▶ **INFORMATION SUPPLIED**:
--- BEGIN ---
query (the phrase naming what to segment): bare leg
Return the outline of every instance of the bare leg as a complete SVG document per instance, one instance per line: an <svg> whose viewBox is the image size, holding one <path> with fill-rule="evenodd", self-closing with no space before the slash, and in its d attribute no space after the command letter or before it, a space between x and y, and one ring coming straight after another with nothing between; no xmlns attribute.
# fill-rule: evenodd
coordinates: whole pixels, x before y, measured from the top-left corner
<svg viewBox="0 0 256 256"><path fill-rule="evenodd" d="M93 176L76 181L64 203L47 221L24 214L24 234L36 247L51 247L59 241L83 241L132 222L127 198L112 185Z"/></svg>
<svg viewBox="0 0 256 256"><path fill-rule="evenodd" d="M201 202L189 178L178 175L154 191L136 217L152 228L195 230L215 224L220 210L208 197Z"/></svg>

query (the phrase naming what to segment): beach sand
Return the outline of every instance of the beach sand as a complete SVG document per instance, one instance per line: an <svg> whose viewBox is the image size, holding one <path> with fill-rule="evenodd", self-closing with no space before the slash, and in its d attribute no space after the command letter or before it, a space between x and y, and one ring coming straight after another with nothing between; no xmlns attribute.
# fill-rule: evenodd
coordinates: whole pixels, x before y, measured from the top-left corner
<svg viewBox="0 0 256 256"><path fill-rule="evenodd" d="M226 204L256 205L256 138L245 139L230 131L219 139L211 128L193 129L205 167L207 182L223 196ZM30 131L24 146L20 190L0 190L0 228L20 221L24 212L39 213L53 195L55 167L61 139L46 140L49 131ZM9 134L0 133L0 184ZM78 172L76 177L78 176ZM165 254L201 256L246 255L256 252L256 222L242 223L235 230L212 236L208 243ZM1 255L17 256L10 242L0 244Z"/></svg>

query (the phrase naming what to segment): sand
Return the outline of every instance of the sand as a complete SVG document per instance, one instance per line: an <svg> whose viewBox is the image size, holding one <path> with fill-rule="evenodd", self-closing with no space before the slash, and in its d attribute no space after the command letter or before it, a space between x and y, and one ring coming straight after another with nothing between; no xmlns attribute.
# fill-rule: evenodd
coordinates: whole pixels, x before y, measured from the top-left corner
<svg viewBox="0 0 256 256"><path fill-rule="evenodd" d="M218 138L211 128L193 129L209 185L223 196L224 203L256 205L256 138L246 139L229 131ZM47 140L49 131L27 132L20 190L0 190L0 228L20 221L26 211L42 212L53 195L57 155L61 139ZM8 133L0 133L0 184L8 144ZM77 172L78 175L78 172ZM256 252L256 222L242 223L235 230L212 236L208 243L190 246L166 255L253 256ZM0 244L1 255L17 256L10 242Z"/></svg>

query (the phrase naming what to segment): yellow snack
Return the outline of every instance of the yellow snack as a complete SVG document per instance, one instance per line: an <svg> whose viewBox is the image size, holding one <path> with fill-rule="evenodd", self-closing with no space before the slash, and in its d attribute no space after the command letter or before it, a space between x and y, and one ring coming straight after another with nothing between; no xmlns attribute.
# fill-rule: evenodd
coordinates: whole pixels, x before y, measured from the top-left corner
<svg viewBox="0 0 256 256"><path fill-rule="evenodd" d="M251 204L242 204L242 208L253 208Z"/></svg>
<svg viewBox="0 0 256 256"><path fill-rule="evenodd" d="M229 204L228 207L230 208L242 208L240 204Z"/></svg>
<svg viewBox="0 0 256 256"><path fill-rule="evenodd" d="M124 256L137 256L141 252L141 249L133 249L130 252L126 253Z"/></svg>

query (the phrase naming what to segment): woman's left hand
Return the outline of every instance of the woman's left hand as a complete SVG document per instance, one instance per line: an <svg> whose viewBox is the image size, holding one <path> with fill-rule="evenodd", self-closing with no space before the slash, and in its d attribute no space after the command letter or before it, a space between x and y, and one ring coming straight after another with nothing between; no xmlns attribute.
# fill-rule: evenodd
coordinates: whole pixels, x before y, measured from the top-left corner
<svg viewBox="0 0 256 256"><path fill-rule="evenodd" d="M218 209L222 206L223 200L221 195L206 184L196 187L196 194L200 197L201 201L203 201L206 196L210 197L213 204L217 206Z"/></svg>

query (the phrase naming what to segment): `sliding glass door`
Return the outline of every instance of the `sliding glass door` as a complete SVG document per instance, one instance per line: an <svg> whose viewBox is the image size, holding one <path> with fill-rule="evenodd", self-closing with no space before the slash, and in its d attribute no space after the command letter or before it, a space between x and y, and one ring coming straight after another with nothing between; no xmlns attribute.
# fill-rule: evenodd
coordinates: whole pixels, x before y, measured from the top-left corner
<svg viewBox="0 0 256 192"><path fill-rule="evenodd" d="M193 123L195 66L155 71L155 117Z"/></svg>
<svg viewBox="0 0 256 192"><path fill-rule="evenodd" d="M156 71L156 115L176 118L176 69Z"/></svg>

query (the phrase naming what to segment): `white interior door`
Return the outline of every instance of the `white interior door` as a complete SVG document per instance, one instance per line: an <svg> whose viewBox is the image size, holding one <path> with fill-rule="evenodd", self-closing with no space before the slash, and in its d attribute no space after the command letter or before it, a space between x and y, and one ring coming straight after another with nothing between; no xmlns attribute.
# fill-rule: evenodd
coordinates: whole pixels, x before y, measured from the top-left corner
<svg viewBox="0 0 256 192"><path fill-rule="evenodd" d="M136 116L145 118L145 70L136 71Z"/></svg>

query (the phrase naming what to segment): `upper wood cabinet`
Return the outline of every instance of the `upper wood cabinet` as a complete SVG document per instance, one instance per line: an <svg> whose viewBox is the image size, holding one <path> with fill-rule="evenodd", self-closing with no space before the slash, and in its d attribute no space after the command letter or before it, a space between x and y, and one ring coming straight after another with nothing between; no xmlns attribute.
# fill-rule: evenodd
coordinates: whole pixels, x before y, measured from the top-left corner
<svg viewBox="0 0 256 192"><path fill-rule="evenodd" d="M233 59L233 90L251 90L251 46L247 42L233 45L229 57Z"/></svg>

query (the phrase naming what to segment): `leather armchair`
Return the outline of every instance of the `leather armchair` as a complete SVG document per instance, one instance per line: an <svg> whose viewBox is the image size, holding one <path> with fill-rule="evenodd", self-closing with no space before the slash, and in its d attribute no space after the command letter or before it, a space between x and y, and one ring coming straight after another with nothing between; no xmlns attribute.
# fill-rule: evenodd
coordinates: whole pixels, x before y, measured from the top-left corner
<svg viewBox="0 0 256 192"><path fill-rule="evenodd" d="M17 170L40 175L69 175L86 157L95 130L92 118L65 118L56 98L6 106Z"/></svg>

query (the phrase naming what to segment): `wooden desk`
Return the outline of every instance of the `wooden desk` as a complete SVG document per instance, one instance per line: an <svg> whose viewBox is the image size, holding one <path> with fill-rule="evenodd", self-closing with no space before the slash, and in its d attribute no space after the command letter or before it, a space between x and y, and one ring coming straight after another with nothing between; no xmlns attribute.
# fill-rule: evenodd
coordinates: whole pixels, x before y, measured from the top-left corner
--- END ---
▶ **THE REQUEST**: Copy out all of the rows above word for word, without changing anything.

▶ **SOLUTION TO THIS TASK**:
query (the phrase naming what to segment): bare leg
Return the outline of every instance of the bare leg as a complete SVG document per instance, one instance per line: an <svg> whose viewBox is the image size, holding one <path> with fill-rule="evenodd", self-closing with no space before the slash, and in its d attribute no space after the command letter or before it, a space between x and y, and one ring coming straight after another with nothing between; no xmlns attribute.
# fill-rule: evenodd
coordinates: whole pixels, x before y, measured from the top-left corner
<svg viewBox="0 0 256 256"><path fill-rule="evenodd" d="M93 176L76 181L64 203L47 221L24 214L24 234L36 247L51 247L59 241L83 241L132 222L127 198L112 185Z"/></svg>
<svg viewBox="0 0 256 256"><path fill-rule="evenodd" d="M201 202L189 178L178 175L154 191L136 217L152 228L195 230L215 224L220 210L208 197Z"/></svg>

query (the phrase naming what to segment): beach sand
Return the outline of every instance of the beach sand as a complete SVG document per instance, one instance per line: an <svg> whose viewBox is the image size, holding one <path> with fill-rule="evenodd", self-closing with no space before the slash, and in its d attribute no space after the command letter or before it, a space between x and y, and one ring coming straight after another with nothing between; no xmlns attribute.
# fill-rule: evenodd
coordinates: whole pixels, x before y, measured from the top-left corner
<svg viewBox="0 0 256 256"><path fill-rule="evenodd" d="M226 204L256 205L256 138L245 139L230 131L219 139L211 128L193 129L205 167L207 182L223 196ZM30 131L24 146L20 190L0 190L0 228L20 221L24 212L39 213L53 195L55 167L61 139L46 140L49 131ZM9 134L0 133L0 184ZM78 172L76 177L78 176ZM165 254L201 256L246 255L256 252L256 222L242 223L235 230L212 236L208 243ZM1 255L17 256L10 242L0 244Z"/></svg>

query (the phrase naming what to segment): sand
Return the outline of every instance of the sand as a complete SVG document per instance, one instance per line: an <svg> whose viewBox is the image size, holding one <path> with fill-rule="evenodd", self-closing with no space before the slash, and in its d attribute no space after the command letter or before it, a space between x and y, and one ring coming straight after another with nothing between; no xmlns attribute.
# fill-rule: evenodd
coordinates: whole pixels, x before y, measured from the top-left corner
<svg viewBox="0 0 256 256"><path fill-rule="evenodd" d="M218 138L211 128L193 129L209 185L223 196L224 203L256 205L256 138L246 139L229 131ZM47 140L49 131L27 132L20 190L0 190L0 228L20 221L26 211L42 212L53 195L57 155L61 139ZM8 133L0 133L0 184L8 144ZM77 172L78 175L78 172ZM256 252L256 222L242 223L235 230L212 236L208 243L190 246L166 255L253 256ZM0 244L1 255L17 256L10 242Z"/></svg>

query (the phrase naming what to segment): yellow snack
Return the outline of every instance of the yellow snack as a complete SVG document per instance, one instance per line: an <svg> whose viewBox is the image size, holding one <path> with fill-rule="evenodd", self-closing with no space before the slash, and in its d attribute no space after the command letter or before it, a space between x and y, and one ring coming straight after another with nothing between; no xmlns attribute.
# fill-rule: evenodd
coordinates: whole pixels, x before y, measured from the top-left corner
<svg viewBox="0 0 256 256"><path fill-rule="evenodd" d="M251 204L242 204L242 208L253 208Z"/></svg>
<svg viewBox="0 0 256 256"><path fill-rule="evenodd" d="M229 204L228 207L230 208L242 208L240 204Z"/></svg>
<svg viewBox="0 0 256 256"><path fill-rule="evenodd" d="M124 256L137 256L141 252L141 249L133 249L130 252L126 253Z"/></svg>

query (the phrase naming what to segment): woman's left hand
Return the outline of every instance of the woman's left hand as a complete SVG document per instance, one instance per line: an <svg> whose viewBox is the image size, holding one <path> with fill-rule="evenodd", self-closing with no space before the slash, and in its d attribute no space after the command letter or before it, a space between x and y, and one ring coming straight after another with nothing between; no xmlns attribute.
# fill-rule: evenodd
coordinates: whole pixels, x before y, measured from the top-left corner
<svg viewBox="0 0 256 256"><path fill-rule="evenodd" d="M218 209L222 206L223 200L221 195L206 184L196 187L196 194L200 197L201 201L203 201L206 196L210 197L213 204L217 206Z"/></svg>

query (the phrase naming what to segment): `sliding glass door`
Return the outline of every instance of the `sliding glass door` as a complete SVG document per instance, one instance per line: an <svg> whose viewBox is the image size, holding one <path> with fill-rule="evenodd", self-closing with no space before the slash, and in its d attribute no space after the command letter or before it, a space between x and y, and one ring coming straight after another with nothing between; no xmlns attribute.
# fill-rule: evenodd
coordinates: whole pixels, x before y, measured from the top-left corner
<svg viewBox="0 0 256 192"><path fill-rule="evenodd" d="M193 123L195 66L155 71L155 117Z"/></svg>
<svg viewBox="0 0 256 192"><path fill-rule="evenodd" d="M156 71L156 115L176 118L176 69Z"/></svg>

query (the phrase naming what to segment): `white interior door`
Return the outline of every instance of the `white interior door` as a complete SVG document per instance, one instance per line: an <svg> whose viewBox is the image size, holding one <path> with fill-rule="evenodd", self-closing with no space before the slash, and in its d attribute no space after the command letter or before it, a space between x and y, and one ring coming straight after another with nothing between; no xmlns attribute.
# fill-rule: evenodd
coordinates: whole pixels, x before y, measured from the top-left corner
<svg viewBox="0 0 256 192"><path fill-rule="evenodd" d="M136 116L145 118L145 70L136 71Z"/></svg>

query (the phrase naming what to segment): `upper wood cabinet`
Return the outline of every instance of the `upper wood cabinet` as a complete SVG document per instance, one instance per line: an <svg> whose viewBox is the image size, holding one <path> with fill-rule="evenodd", self-closing with no space before the slash, and in its d attribute no space after the command letter or before it, a space between x and y, and one ring coming straight after another with nothing between; no xmlns attribute.
# fill-rule: evenodd
coordinates: whole pixels, x before y, measured from the top-left corner
<svg viewBox="0 0 256 192"><path fill-rule="evenodd" d="M233 59L233 90L251 90L251 46L247 42L233 45L229 57Z"/></svg>

query (the phrase naming what to segment): `leather armchair`
Return the outline of every instance of the `leather armchair` as a complete SVG document per instance, one instance per line: an <svg> whose viewBox is the image size, holding one <path> with fill-rule="evenodd", self-closing with no space before the slash, and in its d attribute no space after the command letter or before it, a space between x and y, and one ring coming straight after another with nothing between; no xmlns attribute.
# fill-rule: evenodd
coordinates: whole pixels, x before y, measured from the top-left corner
<svg viewBox="0 0 256 192"><path fill-rule="evenodd" d="M17 170L40 175L69 175L86 157L95 130L92 118L65 118L56 98L6 106Z"/></svg>

query (the phrase naming what to segment): `wooden desk`
Return the outline of every instance of the `wooden desk` as a complete SVG document per instance, one instance per line: an <svg> whose viewBox is the image size, holding one <path> with fill-rule="evenodd", self-closing with no space before the slash, and in its d attribute no space after the command letter or before it, a space between x and y, and one ring coming straight after another with nothing between; no xmlns attribute.
# fill-rule: evenodd
coordinates: whole pixels, x before y, measured from the top-left corner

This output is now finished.